>> start Page excerpt

Two bits is not enough, people. We've hit Avatar Update 256. I'm concerned if we continue without upgrading to four bit integers that the next update will crash the internet. Thank you for your attention in this matter.
You need to think bytes instead of bits. Two bits go to 3. Four bits go to 15. One byte-- eight bits-- goes to 255. Two bytes-- sixteen bits-- go to 65535. Two bytes will last quite a long time.
I think we are good. Just like decimal numbers it just keeps adding extra rows. so 257 would be 0101. Unless you programed in COBAL.

>> end Page excerpt
>> start Data block

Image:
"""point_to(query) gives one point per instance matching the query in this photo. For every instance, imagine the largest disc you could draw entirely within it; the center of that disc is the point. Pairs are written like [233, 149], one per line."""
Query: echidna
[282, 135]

>> end Data block

Objective
Return the passage from the discussion of bit counts starting with "Two bits is" and going on through "a long time.", unchanged. The data comes from a separate source.

Exercise solution
Two bits is not enough, people. We've hit Avatar Update 256. I'm concerned if we continue without upgrading to four bit integers that the next update will crash the internet. Thank you for your attention in this matter.
You need to think bytes instead of bits. Two bits go to 3. Four bits go to 15. One byte-- eight bits-- goes to 255. Two bytes-- sixteen bits-- go to 65535. Two bytes will last quite a long time.